__Task prompt__. Can you reproduce the material below word for word, from its first line through the line that contains "[[105, 78], [90, 74], [85, 96], [100, 101]]", including both of those lines?
--- BEGIN ---
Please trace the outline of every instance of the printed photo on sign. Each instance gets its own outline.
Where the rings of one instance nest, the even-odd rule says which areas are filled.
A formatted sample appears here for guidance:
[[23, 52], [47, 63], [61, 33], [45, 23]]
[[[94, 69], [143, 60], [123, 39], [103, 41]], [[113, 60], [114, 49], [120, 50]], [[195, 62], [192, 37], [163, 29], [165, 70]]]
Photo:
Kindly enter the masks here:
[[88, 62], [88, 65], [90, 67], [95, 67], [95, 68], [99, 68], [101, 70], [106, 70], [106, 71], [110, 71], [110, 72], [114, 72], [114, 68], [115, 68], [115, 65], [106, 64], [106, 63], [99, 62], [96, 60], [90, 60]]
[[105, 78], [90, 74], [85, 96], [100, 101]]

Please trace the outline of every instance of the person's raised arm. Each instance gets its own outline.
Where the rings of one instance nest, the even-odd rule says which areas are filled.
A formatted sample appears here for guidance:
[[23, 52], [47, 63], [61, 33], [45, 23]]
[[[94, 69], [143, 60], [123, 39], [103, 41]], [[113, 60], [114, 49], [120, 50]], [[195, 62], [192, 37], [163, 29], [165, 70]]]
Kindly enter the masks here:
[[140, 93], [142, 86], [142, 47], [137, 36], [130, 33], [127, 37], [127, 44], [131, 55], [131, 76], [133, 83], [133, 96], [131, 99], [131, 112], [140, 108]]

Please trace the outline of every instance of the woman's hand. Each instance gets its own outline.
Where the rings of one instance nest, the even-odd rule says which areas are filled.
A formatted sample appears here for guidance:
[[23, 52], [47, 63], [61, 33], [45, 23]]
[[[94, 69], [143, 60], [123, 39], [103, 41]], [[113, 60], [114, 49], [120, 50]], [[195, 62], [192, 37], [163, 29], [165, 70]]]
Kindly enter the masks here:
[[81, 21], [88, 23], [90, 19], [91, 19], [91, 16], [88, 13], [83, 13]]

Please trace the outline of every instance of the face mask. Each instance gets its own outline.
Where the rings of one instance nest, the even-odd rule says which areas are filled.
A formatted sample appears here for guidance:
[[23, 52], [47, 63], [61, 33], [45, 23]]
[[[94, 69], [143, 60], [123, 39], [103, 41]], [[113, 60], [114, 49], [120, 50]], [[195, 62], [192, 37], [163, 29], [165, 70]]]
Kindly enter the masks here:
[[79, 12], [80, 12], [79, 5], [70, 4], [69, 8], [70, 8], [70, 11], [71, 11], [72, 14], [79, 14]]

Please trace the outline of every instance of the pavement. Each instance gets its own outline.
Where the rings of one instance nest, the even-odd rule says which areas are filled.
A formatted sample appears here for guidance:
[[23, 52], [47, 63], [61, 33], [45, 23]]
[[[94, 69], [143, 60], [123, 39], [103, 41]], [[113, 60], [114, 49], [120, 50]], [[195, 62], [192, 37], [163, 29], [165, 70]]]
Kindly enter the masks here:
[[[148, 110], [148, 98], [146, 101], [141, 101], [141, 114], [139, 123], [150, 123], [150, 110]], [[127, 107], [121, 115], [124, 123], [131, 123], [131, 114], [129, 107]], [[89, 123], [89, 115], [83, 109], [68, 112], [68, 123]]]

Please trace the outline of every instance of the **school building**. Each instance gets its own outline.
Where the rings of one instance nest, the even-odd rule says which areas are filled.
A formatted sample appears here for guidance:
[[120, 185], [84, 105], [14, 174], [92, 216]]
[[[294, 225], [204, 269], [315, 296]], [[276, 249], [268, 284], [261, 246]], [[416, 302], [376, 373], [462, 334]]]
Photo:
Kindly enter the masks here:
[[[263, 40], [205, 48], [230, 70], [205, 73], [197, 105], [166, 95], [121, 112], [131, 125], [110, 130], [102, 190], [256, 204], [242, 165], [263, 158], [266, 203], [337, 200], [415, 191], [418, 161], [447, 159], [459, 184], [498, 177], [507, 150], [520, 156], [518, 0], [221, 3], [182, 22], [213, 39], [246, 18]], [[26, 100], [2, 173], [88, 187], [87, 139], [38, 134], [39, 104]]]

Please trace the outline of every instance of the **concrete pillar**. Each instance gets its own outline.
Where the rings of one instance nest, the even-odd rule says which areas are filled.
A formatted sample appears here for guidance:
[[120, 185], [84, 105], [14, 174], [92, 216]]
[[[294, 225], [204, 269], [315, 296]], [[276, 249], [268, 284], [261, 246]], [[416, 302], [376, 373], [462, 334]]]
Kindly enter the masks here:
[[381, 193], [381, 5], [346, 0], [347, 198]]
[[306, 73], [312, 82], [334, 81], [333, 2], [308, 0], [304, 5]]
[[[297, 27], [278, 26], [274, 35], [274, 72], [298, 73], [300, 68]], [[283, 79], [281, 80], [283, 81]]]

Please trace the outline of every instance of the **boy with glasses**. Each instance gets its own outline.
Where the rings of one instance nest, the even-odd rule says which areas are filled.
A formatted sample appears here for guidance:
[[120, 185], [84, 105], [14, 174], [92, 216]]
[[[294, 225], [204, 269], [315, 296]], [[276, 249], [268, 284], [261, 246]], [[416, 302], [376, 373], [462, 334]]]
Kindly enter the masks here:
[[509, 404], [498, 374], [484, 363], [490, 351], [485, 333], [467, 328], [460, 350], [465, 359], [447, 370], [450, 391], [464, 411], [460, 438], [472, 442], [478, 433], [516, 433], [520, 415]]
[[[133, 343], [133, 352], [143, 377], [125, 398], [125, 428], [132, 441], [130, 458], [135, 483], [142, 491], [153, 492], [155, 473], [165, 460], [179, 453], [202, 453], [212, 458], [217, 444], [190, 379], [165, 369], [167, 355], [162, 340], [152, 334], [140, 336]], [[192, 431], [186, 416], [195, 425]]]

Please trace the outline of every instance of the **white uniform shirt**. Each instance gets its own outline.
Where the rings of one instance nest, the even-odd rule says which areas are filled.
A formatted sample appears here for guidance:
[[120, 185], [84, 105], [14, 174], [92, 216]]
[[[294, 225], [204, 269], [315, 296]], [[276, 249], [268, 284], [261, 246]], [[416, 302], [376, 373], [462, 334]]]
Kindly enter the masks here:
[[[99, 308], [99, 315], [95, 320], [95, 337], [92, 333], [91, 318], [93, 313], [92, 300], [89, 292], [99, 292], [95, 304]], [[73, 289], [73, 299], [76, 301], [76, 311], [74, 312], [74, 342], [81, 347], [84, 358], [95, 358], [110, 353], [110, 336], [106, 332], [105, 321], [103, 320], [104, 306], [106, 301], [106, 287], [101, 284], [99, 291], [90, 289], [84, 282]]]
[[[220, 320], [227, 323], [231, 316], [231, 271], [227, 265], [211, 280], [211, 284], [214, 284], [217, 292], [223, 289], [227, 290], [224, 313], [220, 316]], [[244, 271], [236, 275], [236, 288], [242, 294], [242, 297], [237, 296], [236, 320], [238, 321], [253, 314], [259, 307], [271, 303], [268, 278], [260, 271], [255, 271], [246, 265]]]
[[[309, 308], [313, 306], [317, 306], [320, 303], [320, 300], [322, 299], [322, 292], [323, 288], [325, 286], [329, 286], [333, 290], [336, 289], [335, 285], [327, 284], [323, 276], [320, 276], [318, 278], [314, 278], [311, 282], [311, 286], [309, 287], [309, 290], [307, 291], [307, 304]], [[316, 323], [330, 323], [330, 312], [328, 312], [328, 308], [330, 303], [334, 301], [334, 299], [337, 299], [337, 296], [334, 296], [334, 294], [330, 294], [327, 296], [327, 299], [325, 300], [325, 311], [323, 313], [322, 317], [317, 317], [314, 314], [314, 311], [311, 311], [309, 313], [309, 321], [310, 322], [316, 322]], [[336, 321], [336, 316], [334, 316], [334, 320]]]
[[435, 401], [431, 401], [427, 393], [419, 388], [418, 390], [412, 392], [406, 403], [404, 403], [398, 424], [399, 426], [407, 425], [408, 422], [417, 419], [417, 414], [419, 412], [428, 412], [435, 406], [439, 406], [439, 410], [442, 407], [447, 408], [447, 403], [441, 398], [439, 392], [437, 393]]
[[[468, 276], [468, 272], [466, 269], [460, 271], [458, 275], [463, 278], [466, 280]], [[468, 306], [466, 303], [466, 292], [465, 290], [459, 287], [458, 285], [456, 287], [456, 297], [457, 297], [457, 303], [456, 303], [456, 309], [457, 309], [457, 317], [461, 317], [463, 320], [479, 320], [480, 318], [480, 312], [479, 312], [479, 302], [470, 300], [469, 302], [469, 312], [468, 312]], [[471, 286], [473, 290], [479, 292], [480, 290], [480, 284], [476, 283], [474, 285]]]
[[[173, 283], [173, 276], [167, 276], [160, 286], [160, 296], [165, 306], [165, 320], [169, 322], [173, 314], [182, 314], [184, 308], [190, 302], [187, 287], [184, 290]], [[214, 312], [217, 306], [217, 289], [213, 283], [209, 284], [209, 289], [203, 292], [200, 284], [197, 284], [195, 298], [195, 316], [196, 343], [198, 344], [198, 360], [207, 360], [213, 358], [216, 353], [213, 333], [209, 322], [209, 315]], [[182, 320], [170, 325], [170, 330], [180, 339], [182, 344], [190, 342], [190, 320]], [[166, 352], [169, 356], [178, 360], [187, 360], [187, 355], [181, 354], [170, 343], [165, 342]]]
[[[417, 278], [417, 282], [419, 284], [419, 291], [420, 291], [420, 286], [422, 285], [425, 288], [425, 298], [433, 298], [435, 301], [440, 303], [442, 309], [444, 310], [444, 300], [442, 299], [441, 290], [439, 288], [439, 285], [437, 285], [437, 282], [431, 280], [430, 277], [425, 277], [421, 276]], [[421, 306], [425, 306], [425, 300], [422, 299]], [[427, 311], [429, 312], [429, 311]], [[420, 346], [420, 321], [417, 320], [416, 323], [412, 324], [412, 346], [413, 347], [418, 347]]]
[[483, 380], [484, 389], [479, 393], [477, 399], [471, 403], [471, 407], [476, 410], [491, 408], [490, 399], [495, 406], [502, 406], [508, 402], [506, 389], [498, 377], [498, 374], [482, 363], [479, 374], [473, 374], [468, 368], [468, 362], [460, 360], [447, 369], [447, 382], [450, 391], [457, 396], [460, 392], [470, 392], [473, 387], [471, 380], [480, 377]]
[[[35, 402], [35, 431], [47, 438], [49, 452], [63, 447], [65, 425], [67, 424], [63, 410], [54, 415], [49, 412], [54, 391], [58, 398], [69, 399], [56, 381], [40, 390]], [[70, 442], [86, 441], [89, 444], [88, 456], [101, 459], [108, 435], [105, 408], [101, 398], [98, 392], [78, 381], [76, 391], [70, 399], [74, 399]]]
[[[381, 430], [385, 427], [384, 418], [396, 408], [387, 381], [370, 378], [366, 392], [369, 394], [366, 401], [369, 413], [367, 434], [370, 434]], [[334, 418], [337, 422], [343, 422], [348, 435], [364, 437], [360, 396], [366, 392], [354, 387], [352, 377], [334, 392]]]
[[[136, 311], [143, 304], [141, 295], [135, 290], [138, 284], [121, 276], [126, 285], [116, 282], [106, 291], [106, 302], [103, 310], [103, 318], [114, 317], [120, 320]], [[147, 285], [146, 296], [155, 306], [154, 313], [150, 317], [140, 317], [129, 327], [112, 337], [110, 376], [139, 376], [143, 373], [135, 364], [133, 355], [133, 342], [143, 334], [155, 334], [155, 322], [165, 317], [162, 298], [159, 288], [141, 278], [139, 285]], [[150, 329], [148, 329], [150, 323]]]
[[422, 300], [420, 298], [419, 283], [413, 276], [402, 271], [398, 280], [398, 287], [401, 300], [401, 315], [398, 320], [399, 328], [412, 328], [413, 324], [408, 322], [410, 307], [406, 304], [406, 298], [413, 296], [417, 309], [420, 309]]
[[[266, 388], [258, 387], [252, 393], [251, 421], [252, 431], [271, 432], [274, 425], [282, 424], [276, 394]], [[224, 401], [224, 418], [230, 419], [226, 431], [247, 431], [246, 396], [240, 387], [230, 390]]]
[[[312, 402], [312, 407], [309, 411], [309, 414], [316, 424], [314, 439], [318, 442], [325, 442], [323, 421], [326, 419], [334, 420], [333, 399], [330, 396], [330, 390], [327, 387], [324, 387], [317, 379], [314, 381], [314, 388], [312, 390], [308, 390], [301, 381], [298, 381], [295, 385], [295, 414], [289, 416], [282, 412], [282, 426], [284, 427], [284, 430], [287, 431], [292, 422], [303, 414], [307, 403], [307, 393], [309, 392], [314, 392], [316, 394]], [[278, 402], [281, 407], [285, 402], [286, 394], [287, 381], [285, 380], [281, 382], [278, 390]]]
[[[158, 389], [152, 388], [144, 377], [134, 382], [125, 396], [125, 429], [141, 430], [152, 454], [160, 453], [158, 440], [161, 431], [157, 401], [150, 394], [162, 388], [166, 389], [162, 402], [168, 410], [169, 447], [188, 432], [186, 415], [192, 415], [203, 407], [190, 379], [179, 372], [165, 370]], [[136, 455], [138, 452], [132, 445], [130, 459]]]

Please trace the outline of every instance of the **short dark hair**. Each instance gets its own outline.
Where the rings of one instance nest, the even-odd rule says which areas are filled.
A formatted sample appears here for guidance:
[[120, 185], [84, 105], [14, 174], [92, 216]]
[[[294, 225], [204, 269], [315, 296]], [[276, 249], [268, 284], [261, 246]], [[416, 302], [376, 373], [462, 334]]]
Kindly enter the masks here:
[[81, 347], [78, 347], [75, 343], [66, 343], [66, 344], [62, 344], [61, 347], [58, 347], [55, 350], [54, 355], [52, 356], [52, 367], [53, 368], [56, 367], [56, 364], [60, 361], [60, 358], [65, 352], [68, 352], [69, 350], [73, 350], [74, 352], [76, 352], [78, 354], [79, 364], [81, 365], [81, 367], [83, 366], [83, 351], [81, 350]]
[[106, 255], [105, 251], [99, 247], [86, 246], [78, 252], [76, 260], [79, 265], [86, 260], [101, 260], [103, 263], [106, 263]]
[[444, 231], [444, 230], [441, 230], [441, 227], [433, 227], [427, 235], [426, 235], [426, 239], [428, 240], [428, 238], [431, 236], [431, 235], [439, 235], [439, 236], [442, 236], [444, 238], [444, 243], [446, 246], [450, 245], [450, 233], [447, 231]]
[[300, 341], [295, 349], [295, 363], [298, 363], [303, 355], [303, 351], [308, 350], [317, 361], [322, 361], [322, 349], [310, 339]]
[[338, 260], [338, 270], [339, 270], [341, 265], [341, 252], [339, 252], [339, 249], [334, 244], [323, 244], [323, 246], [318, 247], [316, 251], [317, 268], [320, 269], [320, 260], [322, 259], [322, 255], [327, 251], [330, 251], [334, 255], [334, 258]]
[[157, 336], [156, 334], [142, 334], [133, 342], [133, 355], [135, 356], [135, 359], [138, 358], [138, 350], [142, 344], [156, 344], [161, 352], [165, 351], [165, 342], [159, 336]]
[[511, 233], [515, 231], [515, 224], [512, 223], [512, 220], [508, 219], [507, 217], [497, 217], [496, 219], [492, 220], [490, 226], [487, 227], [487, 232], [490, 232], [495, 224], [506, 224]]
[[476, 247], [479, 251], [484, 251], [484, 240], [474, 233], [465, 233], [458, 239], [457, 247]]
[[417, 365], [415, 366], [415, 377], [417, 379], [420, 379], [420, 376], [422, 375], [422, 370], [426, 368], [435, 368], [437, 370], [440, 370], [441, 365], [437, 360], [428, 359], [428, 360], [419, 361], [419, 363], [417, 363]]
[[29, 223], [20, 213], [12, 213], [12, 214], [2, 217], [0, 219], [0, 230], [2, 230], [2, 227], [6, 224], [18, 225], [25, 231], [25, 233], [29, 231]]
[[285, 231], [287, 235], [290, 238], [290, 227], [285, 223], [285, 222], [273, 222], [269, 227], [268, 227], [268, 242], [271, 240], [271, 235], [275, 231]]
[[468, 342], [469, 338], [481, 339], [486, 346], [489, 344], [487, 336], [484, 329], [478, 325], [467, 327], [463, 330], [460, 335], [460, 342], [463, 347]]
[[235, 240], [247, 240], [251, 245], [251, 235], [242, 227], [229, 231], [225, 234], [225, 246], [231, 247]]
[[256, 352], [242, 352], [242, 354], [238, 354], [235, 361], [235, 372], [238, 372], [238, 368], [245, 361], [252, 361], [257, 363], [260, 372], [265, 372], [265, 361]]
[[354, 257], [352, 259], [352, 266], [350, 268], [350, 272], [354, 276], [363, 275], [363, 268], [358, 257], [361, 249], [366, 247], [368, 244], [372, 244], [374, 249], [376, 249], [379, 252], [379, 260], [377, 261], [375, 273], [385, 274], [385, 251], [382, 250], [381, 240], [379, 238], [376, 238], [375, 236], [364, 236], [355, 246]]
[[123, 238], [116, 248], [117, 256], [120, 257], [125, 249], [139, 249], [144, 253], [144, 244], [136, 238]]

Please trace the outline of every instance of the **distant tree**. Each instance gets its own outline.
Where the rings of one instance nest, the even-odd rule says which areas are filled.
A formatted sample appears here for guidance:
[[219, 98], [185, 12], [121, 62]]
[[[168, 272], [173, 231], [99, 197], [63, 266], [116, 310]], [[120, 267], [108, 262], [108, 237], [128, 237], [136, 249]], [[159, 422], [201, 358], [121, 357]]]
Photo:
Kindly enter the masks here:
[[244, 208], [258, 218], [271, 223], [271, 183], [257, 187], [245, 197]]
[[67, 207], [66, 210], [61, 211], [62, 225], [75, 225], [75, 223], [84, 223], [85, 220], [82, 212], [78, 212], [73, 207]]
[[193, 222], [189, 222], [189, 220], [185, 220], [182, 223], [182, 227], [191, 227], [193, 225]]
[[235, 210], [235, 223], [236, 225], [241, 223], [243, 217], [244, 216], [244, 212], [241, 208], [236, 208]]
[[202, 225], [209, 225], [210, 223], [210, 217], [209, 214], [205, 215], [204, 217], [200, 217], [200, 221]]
--- END ---
__Answer to the problem__.
Please trace the outline of every instance of the printed photo on sign. Each instance gets its own outline.
Where the rings of one instance nest, the even-odd rule says which areas are filled.
A formatted sample appears here for guidance:
[[23, 52], [47, 63], [61, 33], [45, 23]]
[[[94, 69], [143, 60], [123, 39], [103, 41]], [[113, 60], [114, 49], [120, 50]], [[195, 62], [192, 37], [163, 29], [165, 70]]]
Photo:
Kindly enter the masks here:
[[88, 62], [88, 65], [90, 67], [95, 67], [95, 68], [99, 68], [101, 70], [106, 70], [106, 71], [110, 71], [110, 72], [114, 72], [114, 68], [115, 68], [115, 65], [106, 64], [106, 63], [99, 62], [96, 60], [90, 60]]
[[105, 78], [90, 74], [85, 96], [100, 101]]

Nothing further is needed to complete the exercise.